== Stored rows ==
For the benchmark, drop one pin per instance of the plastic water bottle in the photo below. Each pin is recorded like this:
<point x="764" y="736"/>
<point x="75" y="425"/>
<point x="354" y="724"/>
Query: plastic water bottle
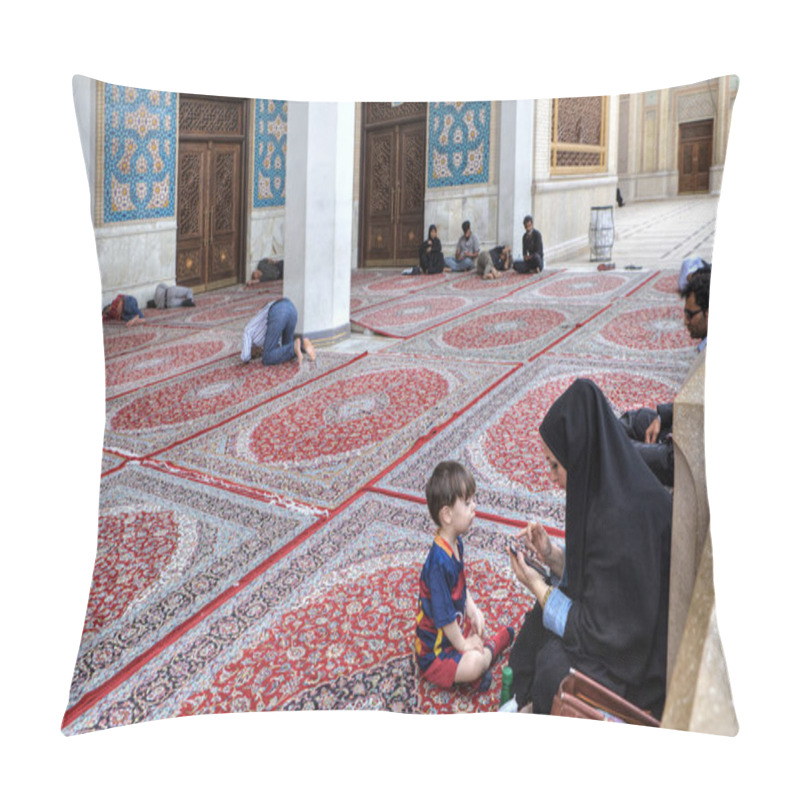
<point x="505" y="690"/>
===
* **Problem statement**: Copy every line of the entries above word for word, omitting the pictures.

* **Answer to the problem**:
For the benchmark, drop one pin per instance of the plastic water bottle in the photo below. Each pin is recorded like this:
<point x="764" y="736"/>
<point x="75" y="425"/>
<point x="354" y="724"/>
Query: plastic water bottle
<point x="505" y="690"/>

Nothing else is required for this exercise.